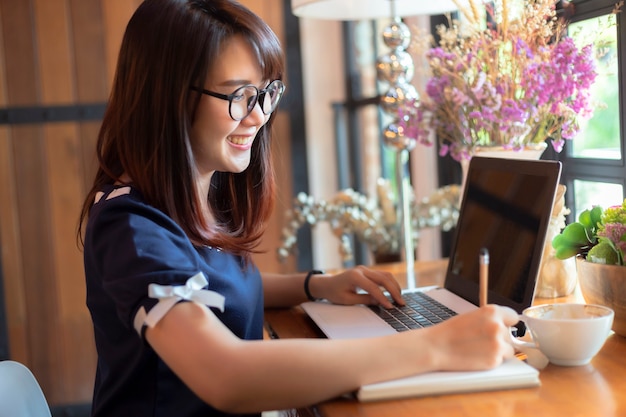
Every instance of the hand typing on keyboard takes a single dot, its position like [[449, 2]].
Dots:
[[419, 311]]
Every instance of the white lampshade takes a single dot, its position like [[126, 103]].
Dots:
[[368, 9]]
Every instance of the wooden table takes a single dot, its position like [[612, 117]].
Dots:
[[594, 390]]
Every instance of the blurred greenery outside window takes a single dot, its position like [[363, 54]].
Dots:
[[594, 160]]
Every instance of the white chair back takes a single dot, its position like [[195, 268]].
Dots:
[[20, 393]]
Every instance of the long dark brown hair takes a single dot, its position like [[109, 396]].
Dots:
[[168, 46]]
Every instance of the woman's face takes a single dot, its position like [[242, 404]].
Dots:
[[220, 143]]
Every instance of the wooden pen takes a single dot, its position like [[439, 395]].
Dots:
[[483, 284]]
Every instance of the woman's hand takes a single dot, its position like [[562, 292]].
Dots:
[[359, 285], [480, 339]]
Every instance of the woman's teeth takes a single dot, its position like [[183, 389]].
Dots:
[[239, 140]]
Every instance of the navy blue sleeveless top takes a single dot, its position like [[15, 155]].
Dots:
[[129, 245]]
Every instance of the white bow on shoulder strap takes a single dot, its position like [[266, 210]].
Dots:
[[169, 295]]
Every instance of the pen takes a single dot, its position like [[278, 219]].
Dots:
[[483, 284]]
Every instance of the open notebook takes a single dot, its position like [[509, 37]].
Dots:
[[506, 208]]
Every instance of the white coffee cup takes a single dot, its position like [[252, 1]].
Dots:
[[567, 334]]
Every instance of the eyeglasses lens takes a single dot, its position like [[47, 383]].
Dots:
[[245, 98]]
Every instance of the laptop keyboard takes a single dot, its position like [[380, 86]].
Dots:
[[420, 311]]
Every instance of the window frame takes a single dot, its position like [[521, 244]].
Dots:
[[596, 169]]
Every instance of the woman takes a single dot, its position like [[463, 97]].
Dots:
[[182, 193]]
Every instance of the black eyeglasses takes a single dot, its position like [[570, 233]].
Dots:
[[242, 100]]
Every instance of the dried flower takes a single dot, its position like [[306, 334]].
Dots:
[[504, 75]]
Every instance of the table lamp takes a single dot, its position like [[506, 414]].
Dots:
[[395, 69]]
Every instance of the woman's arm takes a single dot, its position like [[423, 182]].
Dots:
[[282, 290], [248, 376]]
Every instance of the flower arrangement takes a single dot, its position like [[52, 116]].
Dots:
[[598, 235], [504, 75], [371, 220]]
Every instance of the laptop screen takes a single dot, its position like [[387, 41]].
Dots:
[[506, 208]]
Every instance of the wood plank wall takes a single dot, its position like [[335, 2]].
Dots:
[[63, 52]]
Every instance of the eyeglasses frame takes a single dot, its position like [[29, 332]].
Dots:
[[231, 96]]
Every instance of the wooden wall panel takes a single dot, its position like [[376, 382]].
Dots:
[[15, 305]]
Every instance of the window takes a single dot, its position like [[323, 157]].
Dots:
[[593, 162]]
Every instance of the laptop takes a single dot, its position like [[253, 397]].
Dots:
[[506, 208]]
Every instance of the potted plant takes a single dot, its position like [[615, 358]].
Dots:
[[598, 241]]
------
ASSIGNED TASK - Return every line of the material in which the word "woman" is found.

EXERCISE RESULT -
Every instance of the woman's face takes a single dot, its position like [[242, 404]].
Every instance of the woman's hand takes a single dot, its position like [[562, 292]].
Every instance of the woman's teeth takes a single dot, its position like [[183, 389]].
Every instance of the woman takes a single dot, its position like [[463, 97]].
Every instance of the woman's arm takes a single dot, its position like [[423, 182]].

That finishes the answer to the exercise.